> Source extract:
Thanks for your help!

jimdempseyatthecove · ‎12-28-2015

In spin_ranmar_rejection_test, remove i,j from being declared as threadprivate and save, and place into the tread private RNG_P, and initialize at initialization of other data members. The Dummy argument RNG will then be used to reference its enclosed i an j. The de-reference of the Dummy RNG should be faster than the locating of the tls data then dereferencing that. To avoid confusion, I suggest you make the thread private COMMON name (holding RNG_P) as tlsRNG.

      MODULE RANMAR_MOD
            
        TYPE RANMAR_T
          integer*4 urndm(97), crndm, cdrndm, cmrndm, i4opt, ixx, jxx,  
     *fool_optimizer,rng_seed,rng_array(128)
          integer*4 :: i,j
          real*4 twom24
        END TYPE RANMAR_T

        TYPE(RANMAR_T), POINTER :: RNG_P 
          COMMON/tlsRNG/ RNG_P 
C$OMP0THREADPRIVATE(/tlsRNG/)

      END MODULE RANMAR_MOD

and

      REAL*8 FUNCTION spin_rejection_test(qel,medium,elke,beta2,q1,cost,
     *spin_index,is_single,RNG)
      USE RANMAR_MOD
      implicit none
      TYPE(RANMAR_T) :: RNG
      ...

> Data provided:
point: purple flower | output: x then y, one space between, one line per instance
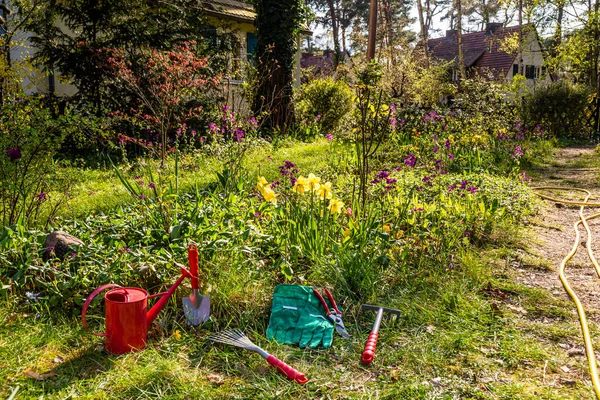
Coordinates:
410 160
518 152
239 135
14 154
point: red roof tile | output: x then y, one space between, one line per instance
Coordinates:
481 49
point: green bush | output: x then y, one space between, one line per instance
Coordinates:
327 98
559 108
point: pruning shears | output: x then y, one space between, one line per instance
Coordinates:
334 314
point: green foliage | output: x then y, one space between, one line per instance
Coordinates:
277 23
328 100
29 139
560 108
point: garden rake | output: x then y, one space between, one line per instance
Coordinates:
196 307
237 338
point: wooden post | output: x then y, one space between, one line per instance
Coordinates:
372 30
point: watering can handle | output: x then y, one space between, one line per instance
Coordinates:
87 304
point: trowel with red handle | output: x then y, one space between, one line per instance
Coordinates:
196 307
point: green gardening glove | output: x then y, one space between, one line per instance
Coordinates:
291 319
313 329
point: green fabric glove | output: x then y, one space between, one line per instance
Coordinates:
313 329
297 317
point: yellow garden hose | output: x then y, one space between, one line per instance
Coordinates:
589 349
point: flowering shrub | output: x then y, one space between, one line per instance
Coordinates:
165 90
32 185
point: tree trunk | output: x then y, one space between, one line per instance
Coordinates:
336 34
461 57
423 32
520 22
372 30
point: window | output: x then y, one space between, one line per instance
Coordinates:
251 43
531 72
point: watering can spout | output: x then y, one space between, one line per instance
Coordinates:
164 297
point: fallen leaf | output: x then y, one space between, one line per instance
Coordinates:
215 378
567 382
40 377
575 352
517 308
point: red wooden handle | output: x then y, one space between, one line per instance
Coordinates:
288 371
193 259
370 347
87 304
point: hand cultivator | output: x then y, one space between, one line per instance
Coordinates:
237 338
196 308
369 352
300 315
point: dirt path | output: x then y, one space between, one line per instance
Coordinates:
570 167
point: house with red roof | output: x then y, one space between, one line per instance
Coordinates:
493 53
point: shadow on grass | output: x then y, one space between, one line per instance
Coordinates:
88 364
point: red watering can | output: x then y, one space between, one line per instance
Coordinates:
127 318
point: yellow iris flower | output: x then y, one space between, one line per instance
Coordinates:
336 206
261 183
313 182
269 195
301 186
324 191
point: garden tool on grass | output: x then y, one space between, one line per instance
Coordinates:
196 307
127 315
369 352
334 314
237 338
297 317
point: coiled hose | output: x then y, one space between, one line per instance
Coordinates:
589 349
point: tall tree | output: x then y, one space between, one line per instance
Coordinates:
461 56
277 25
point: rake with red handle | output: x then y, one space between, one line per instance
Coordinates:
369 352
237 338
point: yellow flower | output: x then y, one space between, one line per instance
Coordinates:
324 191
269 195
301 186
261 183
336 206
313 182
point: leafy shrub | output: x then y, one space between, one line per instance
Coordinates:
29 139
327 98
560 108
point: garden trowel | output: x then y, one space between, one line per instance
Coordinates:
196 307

> Parts of the exercise:
1. From the forum reply on the Fortran random-number module, extract the passage from "In spin_ranmar_rejection_test, remove" to "RNG_P) as tlsRNG.".
2. Copy the entries from the line with "point: tall tree" through the last line of the entries.

> Answers provided:
1.
In spin_ranmar_rejection_test, remove i,j from being declared as threadprivate and save, and place into the tread private RNG_P, and initialize at initialization of other data members. The Dummy argument RNG will then be used to reference its enclosed i an j. The de-reference of the Dummy RNG should be faster than the locating of the tls data then dereferencing that. To avoid confusion, I suggest you make the thread private COMMON name (holding RNG_P) as tlsRNG.

2.
point: tall tree | output: x then y, one space between, one line per instance
Coordinates:
461 56
277 25
point: rake with red handle | output: x then y, one space between, one line per instance
Coordinates:
369 352
237 338
point: yellow flower | output: x then y, one space between, one line per instance
Coordinates:
324 191
269 195
301 186
261 183
336 206
313 182
point: leafy shrub | output: x then y, one space between, one line per instance
Coordinates:
29 139
327 98
560 108
point: garden trowel | output: x then y, one space between, one line per instance
Coordinates:
196 307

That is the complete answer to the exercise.